Records from a data source
┄┄┄┄┄┄┄┄┄┄

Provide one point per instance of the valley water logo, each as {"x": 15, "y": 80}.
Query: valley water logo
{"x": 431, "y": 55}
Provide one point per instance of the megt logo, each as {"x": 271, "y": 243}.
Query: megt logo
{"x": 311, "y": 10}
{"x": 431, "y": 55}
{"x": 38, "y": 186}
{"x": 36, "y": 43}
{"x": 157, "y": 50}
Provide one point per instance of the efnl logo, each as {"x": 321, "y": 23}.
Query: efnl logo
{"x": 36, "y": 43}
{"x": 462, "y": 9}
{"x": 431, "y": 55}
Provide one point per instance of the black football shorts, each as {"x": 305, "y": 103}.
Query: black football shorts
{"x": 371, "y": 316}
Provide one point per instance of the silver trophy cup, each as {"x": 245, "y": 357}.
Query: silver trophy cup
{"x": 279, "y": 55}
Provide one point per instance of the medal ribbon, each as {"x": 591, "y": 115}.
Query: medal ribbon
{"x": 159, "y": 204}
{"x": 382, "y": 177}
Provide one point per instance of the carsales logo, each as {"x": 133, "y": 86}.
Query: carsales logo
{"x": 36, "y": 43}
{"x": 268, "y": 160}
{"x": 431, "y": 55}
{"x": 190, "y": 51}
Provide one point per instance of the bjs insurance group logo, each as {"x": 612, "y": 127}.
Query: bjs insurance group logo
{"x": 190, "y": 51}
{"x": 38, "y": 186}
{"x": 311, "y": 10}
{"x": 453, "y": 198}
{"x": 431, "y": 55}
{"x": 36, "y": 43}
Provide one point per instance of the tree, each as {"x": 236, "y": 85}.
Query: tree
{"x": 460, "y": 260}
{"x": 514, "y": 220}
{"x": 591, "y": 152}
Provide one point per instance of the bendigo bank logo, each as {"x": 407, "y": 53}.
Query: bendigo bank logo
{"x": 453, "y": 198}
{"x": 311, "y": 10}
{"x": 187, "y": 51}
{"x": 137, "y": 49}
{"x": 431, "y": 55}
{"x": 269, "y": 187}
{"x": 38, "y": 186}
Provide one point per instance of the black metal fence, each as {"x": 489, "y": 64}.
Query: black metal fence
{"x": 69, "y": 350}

┄┄┄┄┄┄┄┄┄┄

> [WHAT IS BEING ASKED] All records are to be retyped exactly. None may be omitted.

> [TASK ANSWER]
Provide one point per instance of the valley water logo, each as {"x": 15, "y": 80}.
Query: valley water logo
{"x": 431, "y": 55}
Provide one point per instance of the megt logo, each as {"x": 271, "y": 243}.
Query: megt logo
{"x": 311, "y": 10}
{"x": 431, "y": 55}
{"x": 38, "y": 186}
{"x": 36, "y": 43}
{"x": 157, "y": 50}
Provide one point per instance of the efnl logo, each as {"x": 321, "y": 23}.
Query: efnl logo
{"x": 36, "y": 43}
{"x": 462, "y": 9}
{"x": 431, "y": 55}
Provide one point per instance of the black football shorts, each as {"x": 305, "y": 103}.
Query: black football shorts
{"x": 371, "y": 316}
Provide one point per instance of the silver trophy cup, each as {"x": 245, "y": 357}.
Query: silver trophy cup
{"x": 279, "y": 55}
Provide one point per instance of the medal ribbon, each as {"x": 591, "y": 115}.
Query: medal ribbon
{"x": 159, "y": 204}
{"x": 382, "y": 177}
Provide one point per instance of the carsales logo, each as {"x": 133, "y": 86}.
Query: carsales logo
{"x": 36, "y": 43}
{"x": 268, "y": 160}
{"x": 431, "y": 55}
{"x": 190, "y": 51}
Provide one point per instance of the bjs insurance group logo, each as {"x": 612, "y": 127}.
Query: bjs insurance group logo
{"x": 190, "y": 51}
{"x": 38, "y": 186}
{"x": 311, "y": 10}
{"x": 453, "y": 198}
{"x": 431, "y": 55}
{"x": 36, "y": 43}
Provide one point per instance of the tree, each as {"x": 236, "y": 85}.
Query: tree
{"x": 460, "y": 260}
{"x": 514, "y": 220}
{"x": 591, "y": 152}
Provide one point per instance of the bendigo bank logo, each as {"x": 407, "y": 53}.
Query: bendigo bank logo
{"x": 453, "y": 198}
{"x": 311, "y": 10}
{"x": 187, "y": 51}
{"x": 137, "y": 49}
{"x": 431, "y": 55}
{"x": 269, "y": 187}
{"x": 38, "y": 186}
Provide one point per instance of the black metal fence, each as {"x": 489, "y": 64}.
Query: black metal fence
{"x": 69, "y": 350}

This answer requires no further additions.